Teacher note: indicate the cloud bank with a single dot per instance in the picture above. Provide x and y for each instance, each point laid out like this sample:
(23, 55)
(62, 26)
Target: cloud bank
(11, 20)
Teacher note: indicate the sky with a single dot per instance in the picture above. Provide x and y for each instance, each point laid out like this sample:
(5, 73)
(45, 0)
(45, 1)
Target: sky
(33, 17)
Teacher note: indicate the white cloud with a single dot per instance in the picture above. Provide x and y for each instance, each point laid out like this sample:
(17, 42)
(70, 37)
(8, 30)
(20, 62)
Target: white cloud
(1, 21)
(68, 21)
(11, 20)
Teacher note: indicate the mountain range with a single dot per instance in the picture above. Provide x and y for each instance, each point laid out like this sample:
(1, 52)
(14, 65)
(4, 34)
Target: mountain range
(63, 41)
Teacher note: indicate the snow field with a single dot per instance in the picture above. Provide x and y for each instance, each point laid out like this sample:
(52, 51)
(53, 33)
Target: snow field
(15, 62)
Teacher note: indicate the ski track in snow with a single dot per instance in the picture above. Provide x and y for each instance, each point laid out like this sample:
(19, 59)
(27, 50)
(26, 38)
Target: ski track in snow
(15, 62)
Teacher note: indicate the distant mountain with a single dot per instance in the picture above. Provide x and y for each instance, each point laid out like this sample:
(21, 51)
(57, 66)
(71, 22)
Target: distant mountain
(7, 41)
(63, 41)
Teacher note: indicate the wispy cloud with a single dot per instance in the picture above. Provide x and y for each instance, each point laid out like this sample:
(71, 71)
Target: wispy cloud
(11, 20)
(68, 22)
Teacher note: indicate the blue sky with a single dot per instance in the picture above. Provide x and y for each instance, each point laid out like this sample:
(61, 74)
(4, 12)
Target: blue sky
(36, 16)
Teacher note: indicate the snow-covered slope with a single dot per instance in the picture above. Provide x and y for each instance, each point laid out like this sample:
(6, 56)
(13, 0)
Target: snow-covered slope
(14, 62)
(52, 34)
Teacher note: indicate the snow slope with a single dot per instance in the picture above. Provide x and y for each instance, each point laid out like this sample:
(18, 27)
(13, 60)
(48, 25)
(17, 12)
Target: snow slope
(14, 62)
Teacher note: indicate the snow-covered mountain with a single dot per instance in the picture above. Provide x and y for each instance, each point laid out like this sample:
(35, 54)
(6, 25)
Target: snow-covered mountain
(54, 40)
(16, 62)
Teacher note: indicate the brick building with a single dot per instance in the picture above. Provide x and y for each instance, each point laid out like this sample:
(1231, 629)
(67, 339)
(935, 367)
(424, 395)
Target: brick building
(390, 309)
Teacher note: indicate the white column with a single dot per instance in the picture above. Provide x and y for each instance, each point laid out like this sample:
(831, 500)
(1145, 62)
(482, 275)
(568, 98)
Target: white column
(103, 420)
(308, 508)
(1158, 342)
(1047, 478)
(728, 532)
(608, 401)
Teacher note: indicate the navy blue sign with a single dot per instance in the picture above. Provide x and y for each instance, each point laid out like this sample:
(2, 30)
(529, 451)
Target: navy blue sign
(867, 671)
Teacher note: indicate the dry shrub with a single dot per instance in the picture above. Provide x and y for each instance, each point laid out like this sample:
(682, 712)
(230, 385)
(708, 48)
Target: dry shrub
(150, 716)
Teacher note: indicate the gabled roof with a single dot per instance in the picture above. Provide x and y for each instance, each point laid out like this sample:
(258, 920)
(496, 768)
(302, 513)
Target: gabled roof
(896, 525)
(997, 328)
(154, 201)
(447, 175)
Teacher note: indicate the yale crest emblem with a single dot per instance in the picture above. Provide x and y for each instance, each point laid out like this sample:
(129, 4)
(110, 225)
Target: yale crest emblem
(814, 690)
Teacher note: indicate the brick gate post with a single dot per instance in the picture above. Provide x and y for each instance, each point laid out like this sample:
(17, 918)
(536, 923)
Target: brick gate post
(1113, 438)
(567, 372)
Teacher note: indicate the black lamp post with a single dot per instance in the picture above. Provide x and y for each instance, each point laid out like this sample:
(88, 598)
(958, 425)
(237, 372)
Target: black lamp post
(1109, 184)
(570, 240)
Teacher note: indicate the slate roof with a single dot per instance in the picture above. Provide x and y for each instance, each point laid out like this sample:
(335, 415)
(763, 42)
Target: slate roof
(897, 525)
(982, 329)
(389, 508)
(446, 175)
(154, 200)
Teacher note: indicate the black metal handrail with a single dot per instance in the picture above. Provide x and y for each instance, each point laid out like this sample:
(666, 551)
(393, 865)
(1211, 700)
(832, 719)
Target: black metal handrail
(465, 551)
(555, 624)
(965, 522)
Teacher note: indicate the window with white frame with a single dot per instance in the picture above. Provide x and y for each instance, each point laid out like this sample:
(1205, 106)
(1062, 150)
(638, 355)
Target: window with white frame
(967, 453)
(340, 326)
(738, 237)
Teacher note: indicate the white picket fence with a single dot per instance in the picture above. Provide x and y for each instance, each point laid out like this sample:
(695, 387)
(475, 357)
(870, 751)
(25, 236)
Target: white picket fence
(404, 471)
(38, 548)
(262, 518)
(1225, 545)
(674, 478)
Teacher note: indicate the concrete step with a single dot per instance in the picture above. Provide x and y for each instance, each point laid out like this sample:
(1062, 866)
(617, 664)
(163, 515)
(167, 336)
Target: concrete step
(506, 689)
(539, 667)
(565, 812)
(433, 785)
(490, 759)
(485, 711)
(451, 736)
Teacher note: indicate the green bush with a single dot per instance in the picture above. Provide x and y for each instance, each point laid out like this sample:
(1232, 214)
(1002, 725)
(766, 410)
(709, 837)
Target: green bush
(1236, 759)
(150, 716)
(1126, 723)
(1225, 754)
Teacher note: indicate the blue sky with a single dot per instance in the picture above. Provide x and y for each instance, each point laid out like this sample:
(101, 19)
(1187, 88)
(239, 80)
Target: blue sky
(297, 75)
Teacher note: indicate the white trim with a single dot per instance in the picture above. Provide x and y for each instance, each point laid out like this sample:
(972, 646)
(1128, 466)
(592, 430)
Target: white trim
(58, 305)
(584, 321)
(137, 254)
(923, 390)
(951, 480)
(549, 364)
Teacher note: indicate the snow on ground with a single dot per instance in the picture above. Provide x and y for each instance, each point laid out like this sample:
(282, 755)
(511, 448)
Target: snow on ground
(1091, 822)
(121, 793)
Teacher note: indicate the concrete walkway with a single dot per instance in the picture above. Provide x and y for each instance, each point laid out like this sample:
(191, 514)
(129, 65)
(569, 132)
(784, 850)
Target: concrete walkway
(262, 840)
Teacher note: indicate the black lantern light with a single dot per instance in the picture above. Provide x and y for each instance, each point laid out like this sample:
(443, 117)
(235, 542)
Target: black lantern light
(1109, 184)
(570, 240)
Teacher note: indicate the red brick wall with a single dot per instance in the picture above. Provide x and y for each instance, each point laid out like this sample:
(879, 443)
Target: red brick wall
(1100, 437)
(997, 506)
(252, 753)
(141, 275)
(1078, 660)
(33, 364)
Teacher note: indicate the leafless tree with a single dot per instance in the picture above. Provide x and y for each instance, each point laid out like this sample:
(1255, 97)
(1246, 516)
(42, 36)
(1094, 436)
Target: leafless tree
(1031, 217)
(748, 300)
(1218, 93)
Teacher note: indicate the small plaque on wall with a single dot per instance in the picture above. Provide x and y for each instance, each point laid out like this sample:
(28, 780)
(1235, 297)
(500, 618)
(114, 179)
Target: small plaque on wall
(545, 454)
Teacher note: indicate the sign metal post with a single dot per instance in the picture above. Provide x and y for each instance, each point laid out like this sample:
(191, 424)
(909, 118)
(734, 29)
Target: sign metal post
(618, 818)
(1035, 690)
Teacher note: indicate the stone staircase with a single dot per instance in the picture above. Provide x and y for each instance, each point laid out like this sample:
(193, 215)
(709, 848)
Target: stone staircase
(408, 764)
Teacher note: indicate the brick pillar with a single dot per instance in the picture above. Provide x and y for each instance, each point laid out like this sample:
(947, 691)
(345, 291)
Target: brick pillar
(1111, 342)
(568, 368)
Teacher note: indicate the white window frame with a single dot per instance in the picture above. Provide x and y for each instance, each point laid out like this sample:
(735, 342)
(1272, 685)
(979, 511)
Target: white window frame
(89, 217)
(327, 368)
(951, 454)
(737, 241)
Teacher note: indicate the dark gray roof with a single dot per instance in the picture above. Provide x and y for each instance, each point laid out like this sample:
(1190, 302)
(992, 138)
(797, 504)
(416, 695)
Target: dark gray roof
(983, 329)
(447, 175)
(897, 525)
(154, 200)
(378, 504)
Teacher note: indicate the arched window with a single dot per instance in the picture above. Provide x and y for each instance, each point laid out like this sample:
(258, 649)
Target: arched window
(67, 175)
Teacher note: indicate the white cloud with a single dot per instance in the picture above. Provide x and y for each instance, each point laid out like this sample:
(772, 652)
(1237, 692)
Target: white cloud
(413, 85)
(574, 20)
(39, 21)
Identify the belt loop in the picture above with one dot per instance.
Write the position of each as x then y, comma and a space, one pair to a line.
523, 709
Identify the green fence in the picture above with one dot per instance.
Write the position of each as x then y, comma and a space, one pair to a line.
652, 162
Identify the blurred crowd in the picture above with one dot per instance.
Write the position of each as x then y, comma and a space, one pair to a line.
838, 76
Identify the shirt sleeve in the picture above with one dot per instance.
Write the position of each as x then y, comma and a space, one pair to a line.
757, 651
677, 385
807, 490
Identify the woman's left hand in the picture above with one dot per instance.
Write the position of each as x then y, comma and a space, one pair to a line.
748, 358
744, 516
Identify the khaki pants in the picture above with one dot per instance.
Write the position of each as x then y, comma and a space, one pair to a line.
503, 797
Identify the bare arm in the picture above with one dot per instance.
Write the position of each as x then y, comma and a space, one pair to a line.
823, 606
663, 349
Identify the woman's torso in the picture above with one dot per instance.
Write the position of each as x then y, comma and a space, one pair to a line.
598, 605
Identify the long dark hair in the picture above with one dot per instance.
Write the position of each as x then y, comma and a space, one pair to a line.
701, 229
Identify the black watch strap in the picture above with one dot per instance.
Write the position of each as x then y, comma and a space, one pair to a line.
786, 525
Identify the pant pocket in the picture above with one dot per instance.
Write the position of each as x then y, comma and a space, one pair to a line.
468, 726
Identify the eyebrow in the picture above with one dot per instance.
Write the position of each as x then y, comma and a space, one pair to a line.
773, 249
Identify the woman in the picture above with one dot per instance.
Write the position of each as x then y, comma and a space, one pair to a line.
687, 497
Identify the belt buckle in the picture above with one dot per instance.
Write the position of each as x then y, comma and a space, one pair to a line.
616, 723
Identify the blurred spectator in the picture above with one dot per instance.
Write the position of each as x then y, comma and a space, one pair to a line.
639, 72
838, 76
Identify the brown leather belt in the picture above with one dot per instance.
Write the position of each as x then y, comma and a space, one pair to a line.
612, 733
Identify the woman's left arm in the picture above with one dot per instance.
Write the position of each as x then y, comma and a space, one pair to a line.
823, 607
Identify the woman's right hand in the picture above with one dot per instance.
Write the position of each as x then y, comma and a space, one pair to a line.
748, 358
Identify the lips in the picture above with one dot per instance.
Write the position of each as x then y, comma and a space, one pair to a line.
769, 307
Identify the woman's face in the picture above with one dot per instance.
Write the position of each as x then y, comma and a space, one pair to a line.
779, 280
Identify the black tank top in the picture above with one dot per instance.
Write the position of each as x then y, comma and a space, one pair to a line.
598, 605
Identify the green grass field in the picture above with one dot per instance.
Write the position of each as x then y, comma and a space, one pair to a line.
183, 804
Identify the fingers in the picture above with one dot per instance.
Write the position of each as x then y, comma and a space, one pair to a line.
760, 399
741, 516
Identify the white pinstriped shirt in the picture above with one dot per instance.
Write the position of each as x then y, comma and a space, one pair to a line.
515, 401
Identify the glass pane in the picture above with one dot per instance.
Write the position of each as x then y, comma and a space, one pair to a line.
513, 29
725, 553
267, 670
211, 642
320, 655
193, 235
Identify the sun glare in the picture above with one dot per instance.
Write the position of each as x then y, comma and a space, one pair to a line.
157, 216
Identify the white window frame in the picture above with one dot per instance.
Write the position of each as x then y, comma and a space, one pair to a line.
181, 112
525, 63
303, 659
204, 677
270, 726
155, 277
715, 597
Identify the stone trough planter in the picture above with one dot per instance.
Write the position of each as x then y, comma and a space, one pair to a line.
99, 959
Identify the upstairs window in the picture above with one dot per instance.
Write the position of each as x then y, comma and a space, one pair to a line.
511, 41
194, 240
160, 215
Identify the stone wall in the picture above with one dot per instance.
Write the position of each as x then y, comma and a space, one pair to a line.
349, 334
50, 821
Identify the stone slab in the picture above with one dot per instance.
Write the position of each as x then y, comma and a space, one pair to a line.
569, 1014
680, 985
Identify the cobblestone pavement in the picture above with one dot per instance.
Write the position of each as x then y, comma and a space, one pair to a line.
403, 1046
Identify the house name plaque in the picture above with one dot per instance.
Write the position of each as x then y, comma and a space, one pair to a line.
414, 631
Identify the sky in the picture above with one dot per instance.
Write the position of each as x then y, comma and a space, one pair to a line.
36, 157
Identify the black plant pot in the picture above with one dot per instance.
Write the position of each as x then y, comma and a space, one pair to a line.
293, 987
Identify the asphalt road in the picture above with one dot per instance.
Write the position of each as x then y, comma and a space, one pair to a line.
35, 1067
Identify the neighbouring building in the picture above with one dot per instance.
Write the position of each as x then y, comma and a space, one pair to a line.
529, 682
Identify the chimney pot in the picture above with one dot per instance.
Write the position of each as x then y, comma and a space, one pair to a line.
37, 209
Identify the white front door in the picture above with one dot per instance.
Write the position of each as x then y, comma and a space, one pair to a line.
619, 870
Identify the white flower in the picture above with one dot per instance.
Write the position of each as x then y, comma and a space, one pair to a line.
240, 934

→ WORK TO BE COMPLETED
Exactly as written, give the line containing "Identify the neighbouring" and all remaining lines of the records.

→ THE OUTPUT
Identify the neighbouring building in the picture above with one dot per instance.
Write the position of each as x then y, comma and a space, one pair to a line.
529, 682
Identify the chimney pot in the picture above with one dot per instance.
Write the position of each as x then y, comma and a space, one pair to a line.
37, 209
Identify the white front door in the picture above with one dot per instance.
Write the position of each as x then y, comma and a space, one pair to a line.
619, 870
Identify the white flower in the picture above with one dot per instance.
Write the position of each as x then y, comma and a space, one pair to a line.
240, 934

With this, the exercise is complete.